• [Directions for this task]: Where a line of the records holds the string "like", copy that line.
----------
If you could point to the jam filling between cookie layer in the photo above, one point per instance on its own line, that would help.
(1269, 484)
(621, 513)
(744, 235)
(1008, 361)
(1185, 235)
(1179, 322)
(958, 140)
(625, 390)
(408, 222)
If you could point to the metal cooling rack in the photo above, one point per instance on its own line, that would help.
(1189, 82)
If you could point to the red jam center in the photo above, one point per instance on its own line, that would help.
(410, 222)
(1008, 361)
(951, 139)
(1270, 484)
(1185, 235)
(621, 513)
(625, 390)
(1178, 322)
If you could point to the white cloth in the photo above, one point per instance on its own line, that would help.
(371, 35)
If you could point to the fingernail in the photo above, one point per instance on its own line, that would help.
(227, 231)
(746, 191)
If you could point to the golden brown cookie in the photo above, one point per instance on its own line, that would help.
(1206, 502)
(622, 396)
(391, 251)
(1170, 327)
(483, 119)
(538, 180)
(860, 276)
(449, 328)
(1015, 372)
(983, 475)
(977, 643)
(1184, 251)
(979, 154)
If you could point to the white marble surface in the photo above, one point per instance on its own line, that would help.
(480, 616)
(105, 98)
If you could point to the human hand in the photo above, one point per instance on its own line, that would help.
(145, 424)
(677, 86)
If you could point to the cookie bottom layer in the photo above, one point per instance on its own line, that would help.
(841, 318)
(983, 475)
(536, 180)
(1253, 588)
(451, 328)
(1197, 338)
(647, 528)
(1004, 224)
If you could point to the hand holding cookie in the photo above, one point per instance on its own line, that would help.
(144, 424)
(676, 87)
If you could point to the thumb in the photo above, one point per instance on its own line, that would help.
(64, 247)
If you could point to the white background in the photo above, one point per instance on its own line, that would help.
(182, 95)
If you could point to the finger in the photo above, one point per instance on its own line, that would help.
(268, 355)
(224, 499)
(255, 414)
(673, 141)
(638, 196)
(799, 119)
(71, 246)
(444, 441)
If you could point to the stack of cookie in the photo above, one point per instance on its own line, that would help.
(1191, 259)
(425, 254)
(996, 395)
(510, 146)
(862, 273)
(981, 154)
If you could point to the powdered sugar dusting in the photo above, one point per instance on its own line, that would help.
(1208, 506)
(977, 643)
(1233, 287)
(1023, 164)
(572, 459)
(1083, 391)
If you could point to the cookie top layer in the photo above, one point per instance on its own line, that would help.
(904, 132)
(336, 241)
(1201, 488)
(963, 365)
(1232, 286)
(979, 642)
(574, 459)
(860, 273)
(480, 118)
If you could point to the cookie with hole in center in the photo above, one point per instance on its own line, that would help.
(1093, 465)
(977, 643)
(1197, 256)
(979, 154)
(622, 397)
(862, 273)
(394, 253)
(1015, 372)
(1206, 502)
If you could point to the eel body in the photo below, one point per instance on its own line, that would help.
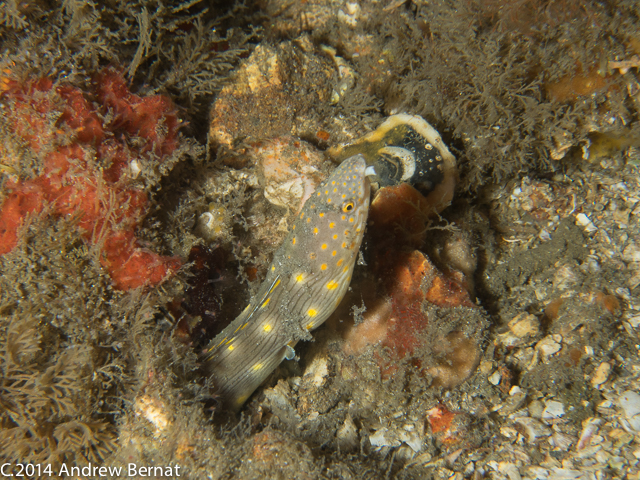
(307, 279)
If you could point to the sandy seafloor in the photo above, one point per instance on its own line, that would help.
(539, 376)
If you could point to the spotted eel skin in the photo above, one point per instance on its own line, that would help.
(306, 281)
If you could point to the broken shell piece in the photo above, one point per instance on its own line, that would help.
(154, 411)
(405, 148)
(290, 169)
(547, 347)
(552, 411)
(630, 403)
(347, 434)
(521, 327)
(531, 429)
(589, 429)
(583, 221)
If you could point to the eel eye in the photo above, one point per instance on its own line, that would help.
(347, 207)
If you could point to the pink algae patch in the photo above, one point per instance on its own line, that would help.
(107, 209)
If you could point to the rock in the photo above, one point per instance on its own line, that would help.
(630, 403)
(552, 411)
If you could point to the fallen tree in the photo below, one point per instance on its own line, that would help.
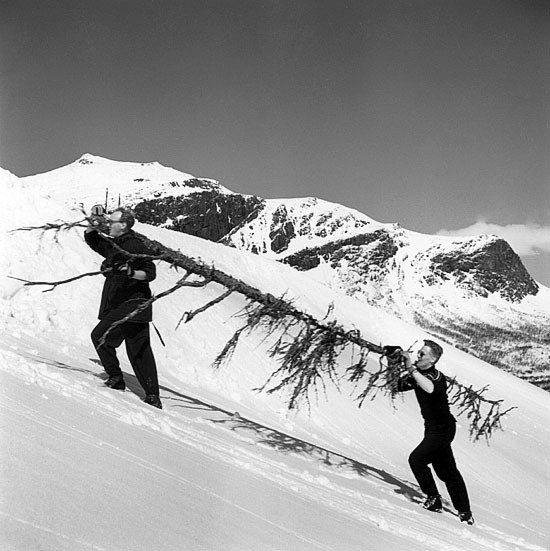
(309, 351)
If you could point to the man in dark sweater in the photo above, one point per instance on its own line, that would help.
(126, 288)
(430, 388)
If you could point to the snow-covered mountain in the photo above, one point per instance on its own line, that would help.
(85, 467)
(473, 292)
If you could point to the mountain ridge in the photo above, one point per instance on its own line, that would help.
(433, 281)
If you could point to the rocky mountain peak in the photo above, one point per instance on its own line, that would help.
(489, 266)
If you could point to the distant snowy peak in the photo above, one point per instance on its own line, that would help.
(285, 226)
(308, 232)
(93, 179)
(7, 177)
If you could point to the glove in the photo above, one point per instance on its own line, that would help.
(392, 350)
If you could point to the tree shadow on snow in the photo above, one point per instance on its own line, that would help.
(283, 443)
(287, 444)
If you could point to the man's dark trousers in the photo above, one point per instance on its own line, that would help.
(138, 347)
(436, 449)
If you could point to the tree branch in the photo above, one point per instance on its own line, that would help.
(307, 349)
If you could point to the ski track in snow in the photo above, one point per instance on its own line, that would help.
(326, 468)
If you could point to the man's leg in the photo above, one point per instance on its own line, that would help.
(446, 469)
(140, 354)
(419, 460)
(107, 350)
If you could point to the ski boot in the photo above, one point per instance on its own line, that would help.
(466, 517)
(153, 400)
(433, 503)
(116, 382)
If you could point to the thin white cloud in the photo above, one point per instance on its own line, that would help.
(525, 239)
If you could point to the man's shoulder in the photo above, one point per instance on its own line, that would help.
(436, 376)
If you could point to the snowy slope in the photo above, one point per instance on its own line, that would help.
(473, 292)
(86, 181)
(85, 467)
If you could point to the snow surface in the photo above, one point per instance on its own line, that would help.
(223, 467)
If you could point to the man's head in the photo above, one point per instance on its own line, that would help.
(120, 221)
(428, 355)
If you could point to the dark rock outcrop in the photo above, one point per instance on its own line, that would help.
(282, 230)
(492, 268)
(381, 249)
(208, 214)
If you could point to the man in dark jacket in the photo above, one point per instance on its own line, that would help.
(126, 287)
(430, 387)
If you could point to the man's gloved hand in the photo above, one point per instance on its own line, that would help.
(125, 269)
(392, 351)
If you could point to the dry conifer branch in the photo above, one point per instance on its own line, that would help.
(306, 348)
(181, 283)
(54, 284)
(188, 316)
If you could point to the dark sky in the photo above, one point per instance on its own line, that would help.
(431, 113)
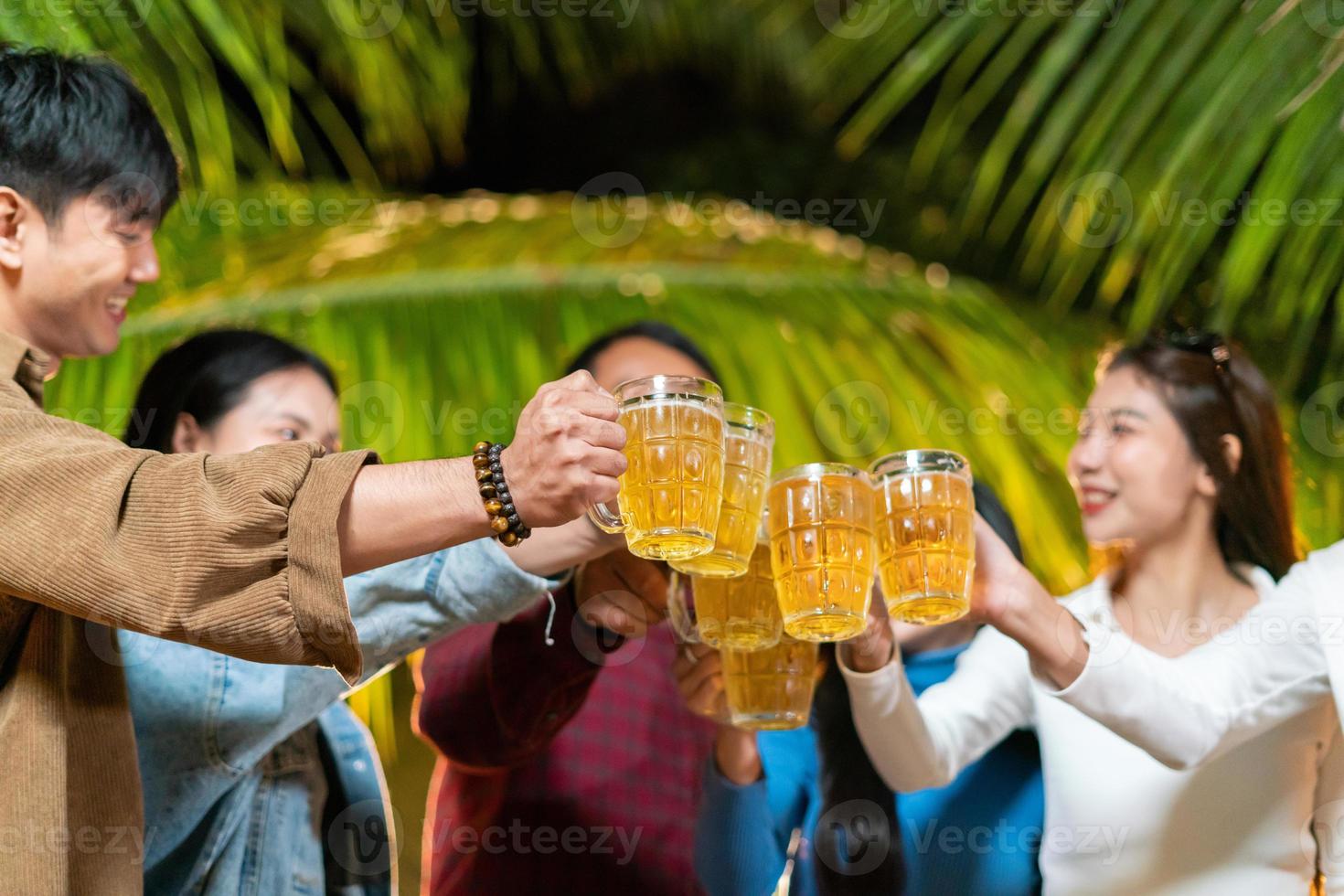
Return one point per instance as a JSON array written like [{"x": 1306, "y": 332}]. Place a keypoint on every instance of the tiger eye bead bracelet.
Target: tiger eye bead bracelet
[{"x": 489, "y": 477}]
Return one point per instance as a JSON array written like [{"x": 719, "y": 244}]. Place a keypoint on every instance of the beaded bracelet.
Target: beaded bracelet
[{"x": 499, "y": 504}]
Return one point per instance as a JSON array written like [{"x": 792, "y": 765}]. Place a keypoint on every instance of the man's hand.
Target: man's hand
[
  {"x": 621, "y": 592},
  {"x": 566, "y": 453}
]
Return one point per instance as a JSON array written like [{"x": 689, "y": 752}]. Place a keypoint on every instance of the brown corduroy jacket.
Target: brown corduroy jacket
[{"x": 234, "y": 554}]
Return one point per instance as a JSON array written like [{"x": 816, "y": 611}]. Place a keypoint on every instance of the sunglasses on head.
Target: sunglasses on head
[{"x": 1198, "y": 341}]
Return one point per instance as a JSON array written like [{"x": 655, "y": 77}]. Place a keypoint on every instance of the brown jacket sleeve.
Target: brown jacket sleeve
[{"x": 235, "y": 554}]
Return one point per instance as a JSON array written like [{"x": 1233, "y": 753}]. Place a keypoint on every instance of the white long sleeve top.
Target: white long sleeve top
[{"x": 1118, "y": 821}]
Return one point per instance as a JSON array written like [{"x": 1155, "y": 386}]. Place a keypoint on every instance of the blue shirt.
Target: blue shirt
[
  {"x": 257, "y": 778},
  {"x": 978, "y": 835}
]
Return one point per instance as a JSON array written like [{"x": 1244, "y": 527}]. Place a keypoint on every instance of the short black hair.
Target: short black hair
[
  {"x": 656, "y": 331},
  {"x": 71, "y": 126},
  {"x": 208, "y": 377}
]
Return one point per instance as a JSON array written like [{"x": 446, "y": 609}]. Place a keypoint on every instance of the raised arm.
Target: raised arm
[
  {"x": 1266, "y": 669},
  {"x": 917, "y": 743},
  {"x": 245, "y": 554}
]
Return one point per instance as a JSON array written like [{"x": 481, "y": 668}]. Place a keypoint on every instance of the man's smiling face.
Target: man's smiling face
[{"x": 70, "y": 283}]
----------
• [Solution to the problem]:
Return one point per instance as a JSON array written like [{"x": 1306, "y": 332}]. Place a keypoint on every instance of the tiger eye bead bracelet.
Return one point per instance as a JSON array written like [{"x": 719, "y": 244}]. Place a keypoint on every instance of the beaded bracelet.
Return one point per instance as a JSON array written like [{"x": 792, "y": 765}]. Place a keypoint on every instance of the man's hand.
Return one point per instance as a JSON array written like [{"x": 689, "y": 752}]. Place a keypoint on every instance of the brown corduroy jacket.
Return one point per instance as a JSON array written like [{"x": 816, "y": 611}]. Place a keypoint on every instance of the sunglasses on head.
Return one point per instance as a JSON array written like [{"x": 655, "y": 77}]. Place a keypoint on every instance of the brown jacket sleeve.
Return one point per instance as a JSON array written like [{"x": 1233, "y": 753}]. Place a keypoint on every instance of the white long sleeve top.
Return one point per instance as a JSON array written like [{"x": 1155, "y": 386}]. Place a keypoint on every instance of the blue shirt.
Return one point per instance as a JSON array written like [{"x": 1244, "y": 527}]. Place a keypoint on every instance of the short black hair.
Return one point per instance as a JSON array written like [{"x": 446, "y": 609}]. Place a keypoint on every instance of the raised arm.
Return one point per instance as a JSON array written like [{"x": 481, "y": 668}]. Place a keypoint on every instance of the man's smiling face.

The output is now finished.